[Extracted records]
⁂

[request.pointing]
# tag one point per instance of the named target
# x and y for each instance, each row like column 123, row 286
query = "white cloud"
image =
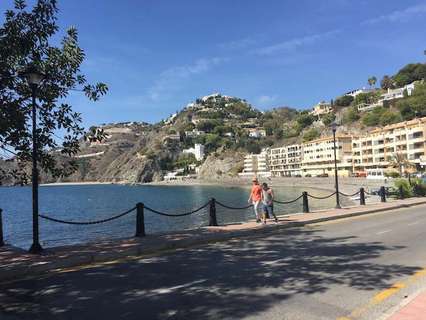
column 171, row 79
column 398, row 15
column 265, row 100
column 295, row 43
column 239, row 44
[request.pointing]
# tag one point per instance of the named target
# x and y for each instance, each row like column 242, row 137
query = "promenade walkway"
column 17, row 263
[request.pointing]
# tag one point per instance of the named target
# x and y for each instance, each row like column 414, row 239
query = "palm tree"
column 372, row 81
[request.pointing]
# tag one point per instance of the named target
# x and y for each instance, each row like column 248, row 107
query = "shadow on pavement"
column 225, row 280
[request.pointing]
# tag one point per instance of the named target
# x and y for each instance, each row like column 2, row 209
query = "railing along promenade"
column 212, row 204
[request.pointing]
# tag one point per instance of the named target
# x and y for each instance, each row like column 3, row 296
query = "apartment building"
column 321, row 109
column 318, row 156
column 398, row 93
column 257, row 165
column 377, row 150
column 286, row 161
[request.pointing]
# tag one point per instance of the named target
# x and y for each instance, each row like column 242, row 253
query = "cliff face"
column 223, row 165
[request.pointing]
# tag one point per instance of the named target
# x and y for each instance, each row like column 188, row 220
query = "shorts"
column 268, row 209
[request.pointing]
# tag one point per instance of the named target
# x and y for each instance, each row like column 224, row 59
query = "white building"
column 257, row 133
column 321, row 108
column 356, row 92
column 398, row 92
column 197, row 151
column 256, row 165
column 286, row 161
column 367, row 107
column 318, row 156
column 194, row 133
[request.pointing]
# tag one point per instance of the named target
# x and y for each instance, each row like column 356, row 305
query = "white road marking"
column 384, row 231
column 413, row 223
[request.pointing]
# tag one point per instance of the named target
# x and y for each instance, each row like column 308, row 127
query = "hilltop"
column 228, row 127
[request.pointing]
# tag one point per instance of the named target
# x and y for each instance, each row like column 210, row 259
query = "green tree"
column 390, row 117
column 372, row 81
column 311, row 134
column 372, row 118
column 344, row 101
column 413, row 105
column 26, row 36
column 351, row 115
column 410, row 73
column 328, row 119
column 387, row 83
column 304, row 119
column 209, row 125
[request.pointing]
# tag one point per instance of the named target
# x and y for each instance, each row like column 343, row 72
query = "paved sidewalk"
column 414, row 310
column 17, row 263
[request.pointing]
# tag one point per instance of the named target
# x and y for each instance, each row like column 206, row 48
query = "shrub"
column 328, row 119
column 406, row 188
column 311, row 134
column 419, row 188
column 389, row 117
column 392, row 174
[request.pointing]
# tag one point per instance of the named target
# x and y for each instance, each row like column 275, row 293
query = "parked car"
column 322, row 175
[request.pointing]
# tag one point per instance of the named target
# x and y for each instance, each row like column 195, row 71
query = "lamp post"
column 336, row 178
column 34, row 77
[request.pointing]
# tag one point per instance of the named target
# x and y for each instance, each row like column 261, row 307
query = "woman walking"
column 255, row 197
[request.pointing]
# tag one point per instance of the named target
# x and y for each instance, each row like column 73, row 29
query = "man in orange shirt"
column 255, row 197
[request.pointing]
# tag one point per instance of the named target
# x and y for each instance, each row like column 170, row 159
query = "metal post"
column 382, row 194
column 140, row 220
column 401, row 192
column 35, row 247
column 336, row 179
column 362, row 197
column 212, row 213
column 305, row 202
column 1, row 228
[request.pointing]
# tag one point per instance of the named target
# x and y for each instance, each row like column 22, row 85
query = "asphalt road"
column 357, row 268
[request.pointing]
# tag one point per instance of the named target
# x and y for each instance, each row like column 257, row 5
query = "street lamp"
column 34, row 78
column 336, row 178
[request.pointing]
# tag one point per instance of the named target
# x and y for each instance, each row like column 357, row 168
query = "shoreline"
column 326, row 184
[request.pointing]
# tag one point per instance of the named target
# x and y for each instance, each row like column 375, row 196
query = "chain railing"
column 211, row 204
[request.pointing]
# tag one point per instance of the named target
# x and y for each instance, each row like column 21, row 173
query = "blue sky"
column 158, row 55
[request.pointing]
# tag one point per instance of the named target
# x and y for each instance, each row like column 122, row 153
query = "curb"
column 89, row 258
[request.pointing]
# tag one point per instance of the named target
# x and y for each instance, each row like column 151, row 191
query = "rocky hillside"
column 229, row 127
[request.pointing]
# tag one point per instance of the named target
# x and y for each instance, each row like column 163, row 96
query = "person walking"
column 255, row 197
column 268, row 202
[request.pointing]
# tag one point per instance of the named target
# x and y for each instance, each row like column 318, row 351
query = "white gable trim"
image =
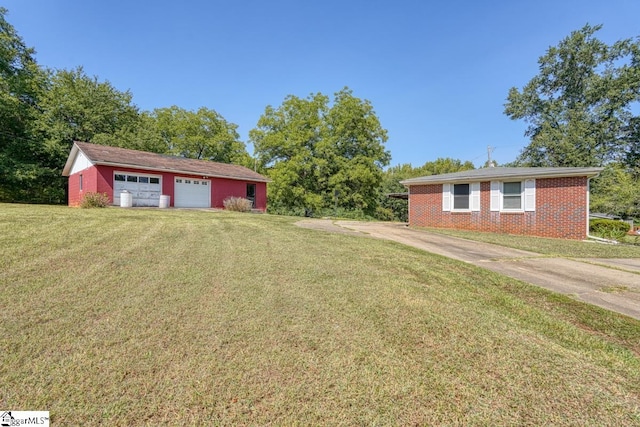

⁂

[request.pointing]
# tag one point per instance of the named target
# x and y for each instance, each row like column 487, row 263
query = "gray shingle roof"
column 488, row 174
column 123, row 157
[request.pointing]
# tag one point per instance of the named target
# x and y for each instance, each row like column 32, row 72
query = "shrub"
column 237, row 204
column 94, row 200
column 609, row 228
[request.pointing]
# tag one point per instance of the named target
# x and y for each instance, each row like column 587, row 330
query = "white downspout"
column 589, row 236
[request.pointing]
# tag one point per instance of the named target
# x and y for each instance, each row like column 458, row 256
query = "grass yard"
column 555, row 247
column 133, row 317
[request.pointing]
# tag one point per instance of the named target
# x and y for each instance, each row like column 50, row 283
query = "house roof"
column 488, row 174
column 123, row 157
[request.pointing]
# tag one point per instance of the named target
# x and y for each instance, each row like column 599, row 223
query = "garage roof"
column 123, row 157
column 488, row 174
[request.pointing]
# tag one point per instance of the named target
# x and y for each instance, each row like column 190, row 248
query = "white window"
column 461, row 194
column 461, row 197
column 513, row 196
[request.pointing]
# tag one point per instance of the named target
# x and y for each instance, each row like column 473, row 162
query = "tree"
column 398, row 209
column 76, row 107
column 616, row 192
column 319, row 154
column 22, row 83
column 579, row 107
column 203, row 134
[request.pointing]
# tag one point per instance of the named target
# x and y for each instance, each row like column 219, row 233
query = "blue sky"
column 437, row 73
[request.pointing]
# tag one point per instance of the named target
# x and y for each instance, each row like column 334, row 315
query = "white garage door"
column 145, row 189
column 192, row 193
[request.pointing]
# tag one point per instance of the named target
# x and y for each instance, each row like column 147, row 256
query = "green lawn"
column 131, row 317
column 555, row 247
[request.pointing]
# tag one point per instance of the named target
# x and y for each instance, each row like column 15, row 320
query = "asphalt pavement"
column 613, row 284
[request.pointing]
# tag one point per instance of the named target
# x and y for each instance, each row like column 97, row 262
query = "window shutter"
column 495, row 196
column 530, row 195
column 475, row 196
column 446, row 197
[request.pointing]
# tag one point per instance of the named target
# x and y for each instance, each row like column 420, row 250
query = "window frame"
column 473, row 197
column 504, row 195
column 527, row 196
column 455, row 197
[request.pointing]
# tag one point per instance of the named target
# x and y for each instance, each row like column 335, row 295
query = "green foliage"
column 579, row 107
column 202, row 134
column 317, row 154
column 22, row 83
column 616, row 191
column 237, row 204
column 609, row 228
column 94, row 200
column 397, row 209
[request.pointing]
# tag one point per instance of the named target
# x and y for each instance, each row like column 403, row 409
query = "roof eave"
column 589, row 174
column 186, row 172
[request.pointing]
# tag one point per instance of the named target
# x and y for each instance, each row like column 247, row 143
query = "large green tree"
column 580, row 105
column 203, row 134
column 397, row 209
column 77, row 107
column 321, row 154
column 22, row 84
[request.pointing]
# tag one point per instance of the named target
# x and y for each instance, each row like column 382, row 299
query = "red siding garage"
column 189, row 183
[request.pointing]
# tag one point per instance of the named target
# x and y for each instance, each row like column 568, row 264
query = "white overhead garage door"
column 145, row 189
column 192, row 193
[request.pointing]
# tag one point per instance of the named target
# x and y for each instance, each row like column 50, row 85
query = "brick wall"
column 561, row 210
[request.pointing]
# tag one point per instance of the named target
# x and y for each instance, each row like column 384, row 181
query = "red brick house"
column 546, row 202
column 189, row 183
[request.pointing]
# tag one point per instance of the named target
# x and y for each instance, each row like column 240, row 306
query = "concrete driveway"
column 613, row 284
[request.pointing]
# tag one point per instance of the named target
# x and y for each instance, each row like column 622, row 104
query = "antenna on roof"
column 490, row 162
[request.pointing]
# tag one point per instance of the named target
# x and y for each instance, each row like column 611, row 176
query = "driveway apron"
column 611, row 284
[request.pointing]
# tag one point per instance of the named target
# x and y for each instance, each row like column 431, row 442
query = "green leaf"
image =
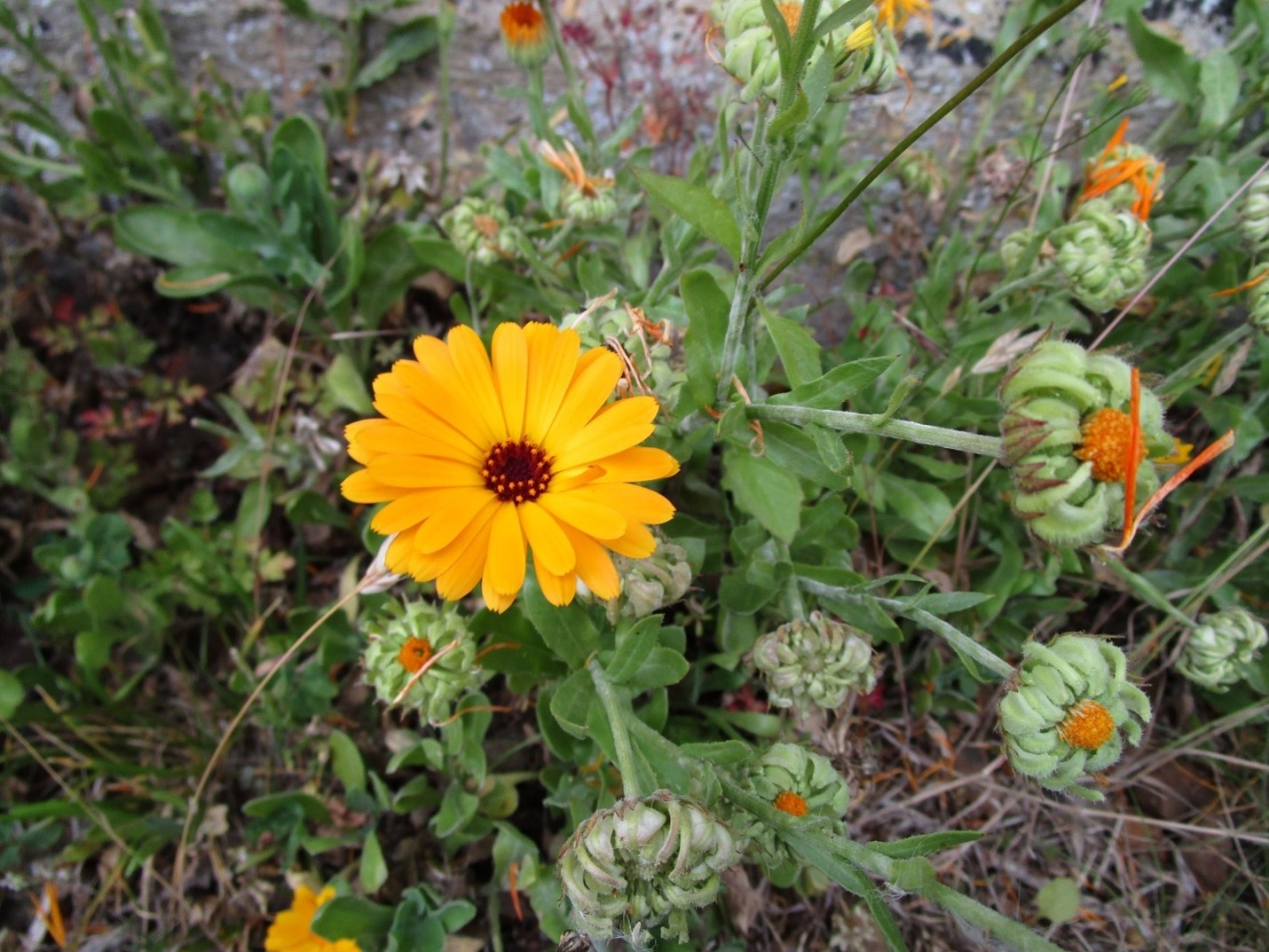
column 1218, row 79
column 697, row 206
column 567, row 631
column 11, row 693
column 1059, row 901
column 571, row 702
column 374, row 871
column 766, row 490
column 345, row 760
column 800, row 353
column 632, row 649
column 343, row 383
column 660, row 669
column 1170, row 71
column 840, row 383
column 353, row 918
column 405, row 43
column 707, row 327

⁂

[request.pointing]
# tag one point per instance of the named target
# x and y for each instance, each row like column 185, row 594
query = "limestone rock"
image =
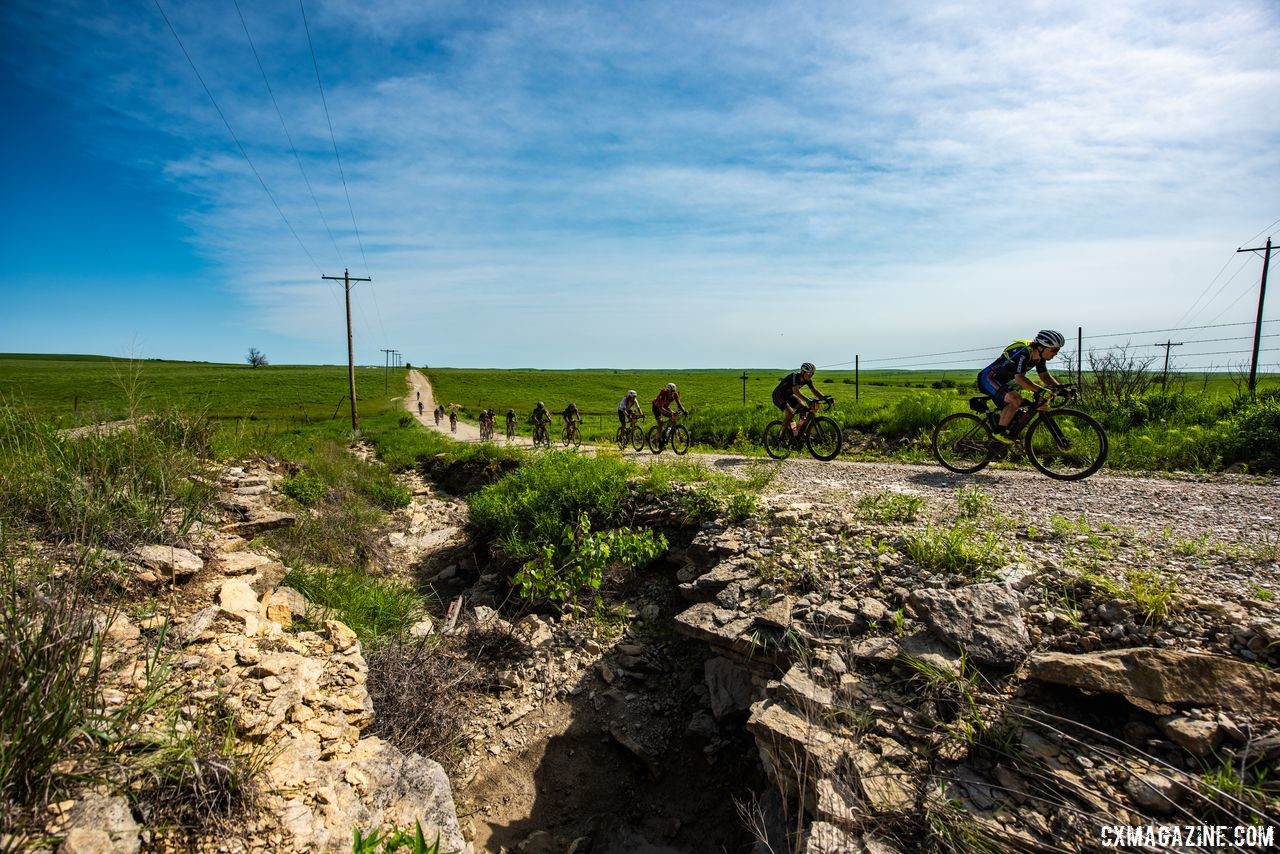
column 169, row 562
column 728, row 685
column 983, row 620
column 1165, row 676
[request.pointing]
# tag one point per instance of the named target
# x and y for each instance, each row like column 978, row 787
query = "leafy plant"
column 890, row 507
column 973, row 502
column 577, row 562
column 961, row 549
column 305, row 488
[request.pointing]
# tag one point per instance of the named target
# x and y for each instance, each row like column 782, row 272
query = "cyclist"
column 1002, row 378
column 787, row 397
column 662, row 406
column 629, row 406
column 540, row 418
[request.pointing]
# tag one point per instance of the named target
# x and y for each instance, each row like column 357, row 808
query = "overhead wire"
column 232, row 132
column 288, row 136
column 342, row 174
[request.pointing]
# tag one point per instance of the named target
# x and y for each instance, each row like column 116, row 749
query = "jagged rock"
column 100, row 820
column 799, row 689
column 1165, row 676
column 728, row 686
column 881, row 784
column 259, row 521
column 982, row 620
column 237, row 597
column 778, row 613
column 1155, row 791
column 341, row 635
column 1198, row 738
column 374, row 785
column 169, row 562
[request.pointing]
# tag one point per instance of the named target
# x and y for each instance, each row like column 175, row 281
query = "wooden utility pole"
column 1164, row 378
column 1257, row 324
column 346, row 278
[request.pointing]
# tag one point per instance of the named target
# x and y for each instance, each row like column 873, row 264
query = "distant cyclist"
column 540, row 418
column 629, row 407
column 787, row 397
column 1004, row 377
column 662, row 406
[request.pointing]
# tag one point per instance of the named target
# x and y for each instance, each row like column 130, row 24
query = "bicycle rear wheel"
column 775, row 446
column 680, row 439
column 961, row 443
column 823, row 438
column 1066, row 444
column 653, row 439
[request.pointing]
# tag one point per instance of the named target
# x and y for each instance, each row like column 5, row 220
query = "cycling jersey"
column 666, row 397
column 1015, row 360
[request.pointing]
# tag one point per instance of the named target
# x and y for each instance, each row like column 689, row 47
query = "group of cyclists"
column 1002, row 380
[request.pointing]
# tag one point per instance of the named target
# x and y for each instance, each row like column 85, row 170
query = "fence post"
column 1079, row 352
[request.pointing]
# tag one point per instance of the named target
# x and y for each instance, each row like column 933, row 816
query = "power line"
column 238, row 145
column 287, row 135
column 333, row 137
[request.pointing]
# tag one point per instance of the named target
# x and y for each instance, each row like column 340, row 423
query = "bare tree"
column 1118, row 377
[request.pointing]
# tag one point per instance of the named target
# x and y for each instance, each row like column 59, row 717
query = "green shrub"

⁂

Problem: Find every line in the items above that contains the string "asphalt", and copy each of those lines in full.

Reply to the task:
query = "asphalt road"
query = "asphalt pavement"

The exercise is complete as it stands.